- **WHAT YOU HAVE TO DO**
Output every line of the data below verbatim, with no changes.

- **INPUT DATA**
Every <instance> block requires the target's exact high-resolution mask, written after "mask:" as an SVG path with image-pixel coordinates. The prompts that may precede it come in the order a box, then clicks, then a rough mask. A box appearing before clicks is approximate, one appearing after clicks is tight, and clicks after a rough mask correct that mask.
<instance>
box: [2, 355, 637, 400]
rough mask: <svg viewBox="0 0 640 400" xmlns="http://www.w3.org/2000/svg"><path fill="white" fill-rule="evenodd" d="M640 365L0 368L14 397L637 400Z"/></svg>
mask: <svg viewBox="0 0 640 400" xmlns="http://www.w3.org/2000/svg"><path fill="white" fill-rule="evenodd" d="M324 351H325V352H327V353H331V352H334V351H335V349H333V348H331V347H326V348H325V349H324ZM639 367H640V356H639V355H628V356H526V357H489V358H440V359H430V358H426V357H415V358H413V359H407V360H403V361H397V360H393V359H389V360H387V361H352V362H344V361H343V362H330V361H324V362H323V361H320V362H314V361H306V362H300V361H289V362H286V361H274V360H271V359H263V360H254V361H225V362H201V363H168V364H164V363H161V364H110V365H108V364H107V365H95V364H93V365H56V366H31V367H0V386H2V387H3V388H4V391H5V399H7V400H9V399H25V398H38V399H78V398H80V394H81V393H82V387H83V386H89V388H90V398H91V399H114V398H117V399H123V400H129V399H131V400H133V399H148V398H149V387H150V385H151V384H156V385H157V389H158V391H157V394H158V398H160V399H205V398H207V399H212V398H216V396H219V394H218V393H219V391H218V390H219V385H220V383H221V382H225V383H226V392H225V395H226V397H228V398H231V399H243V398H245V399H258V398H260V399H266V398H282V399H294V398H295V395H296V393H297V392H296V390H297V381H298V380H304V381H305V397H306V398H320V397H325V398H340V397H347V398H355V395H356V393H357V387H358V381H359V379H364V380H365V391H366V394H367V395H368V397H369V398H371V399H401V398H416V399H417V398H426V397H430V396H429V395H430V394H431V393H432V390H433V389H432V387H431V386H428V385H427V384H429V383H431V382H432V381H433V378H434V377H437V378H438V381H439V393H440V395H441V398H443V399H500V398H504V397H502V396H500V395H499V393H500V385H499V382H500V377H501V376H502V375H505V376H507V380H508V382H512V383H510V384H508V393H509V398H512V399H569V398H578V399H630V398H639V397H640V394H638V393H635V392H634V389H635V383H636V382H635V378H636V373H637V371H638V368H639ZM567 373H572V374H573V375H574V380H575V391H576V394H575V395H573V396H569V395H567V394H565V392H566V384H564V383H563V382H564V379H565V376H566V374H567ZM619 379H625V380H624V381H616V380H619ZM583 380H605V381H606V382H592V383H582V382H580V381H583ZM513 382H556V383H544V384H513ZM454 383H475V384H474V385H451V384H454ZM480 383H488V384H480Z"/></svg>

- **TASK SOLUTION**
Every <instance> block requires the target's exact high-resolution mask, written after "mask:" as an SVG path with image-pixel coordinates. The prompts that may precede it come in the order a box, then clicks, then a rough mask. A box appearing before clicks is approximate, one appearing after clicks is tight, and clicks after a rough mask correct that mask.
<instance>
box: [2, 355, 637, 400]
rough mask: <svg viewBox="0 0 640 400" xmlns="http://www.w3.org/2000/svg"><path fill="white" fill-rule="evenodd" d="M640 365L0 368L14 397L637 400Z"/></svg>
mask: <svg viewBox="0 0 640 400" xmlns="http://www.w3.org/2000/svg"><path fill="white" fill-rule="evenodd" d="M324 351H325V352H327V353H331V352H334V351H335V349H333V348H331V347H326V348H325V349H324ZM639 367H640V356H639V355H628V356H526V357H489V358H440V359H430V358H426V357H415V358H413V359H407V360H403V361H397V360H393V359H389V360H387V361H352V362H344V361H343V362H330V361H324V362H323V361H320V362H314V361H306V362H300V361H289V362H286V361H274V360H271V359H263V360H254V361H225V362H201V363H168V364H164V363H161V364H110V365H108V364H107V365H95V364H93V365H56V366H31V367H0V386H2V387H3V388H4V391H5V399H7V400H9V399H25V398H38V399H78V398H80V394H81V393H82V387H83V386H89V388H90V398H91V399H114V398H117V399H123V400H129V399H131V400H133V399H148V398H149V387H150V385H151V384H156V385H157V389H158V391H157V394H158V398H160V399H205V398H207V399H212V398H216V396H219V394H218V393H219V391H218V390H219V385H220V383H221V382H225V383H226V392H225V395H226V397H228V398H231V399H243V398H245V399H258V398H260V399H266V398H282V399H294V398H295V395H296V393H297V392H296V390H297V381H298V380H304V381H305V397H306V398H320V397H325V398H340V397H347V398H355V395H356V393H357V387H358V381H359V379H364V380H365V391H366V394H367V395H368V397H369V398H371V399H401V398H416V399H417V398H426V397H430V396H429V395H430V394H431V393H432V390H433V389H432V387H431V386H428V385H427V384H429V383H431V382H432V381H433V378H434V377H437V378H438V381H439V393H440V395H441V398H443V399H500V398H504V397H502V396H500V395H499V393H500V385H499V382H500V377H501V376H502V375H505V376H507V380H508V382H512V383H510V384H508V393H509V398H512V399H569V398H578V399H630V398H639V397H640V394H638V393H635V392H634V389H635V383H636V382H635V378H636V373H637V371H638V368H639ZM567 373H572V374H573V375H574V380H575V391H576V394H575V395H573V396H569V395H567V394H565V392H566V384H564V383H563V382H564V379H565V376H566V374H567ZM619 379H625V380H624V381H616V380H619ZM583 380H605V381H606V382H592V383H582V382H580V381H583ZM513 382H556V383H544V384H513ZM454 383H475V384H474V385H451V384H454ZM480 383H488V384H480Z"/></svg>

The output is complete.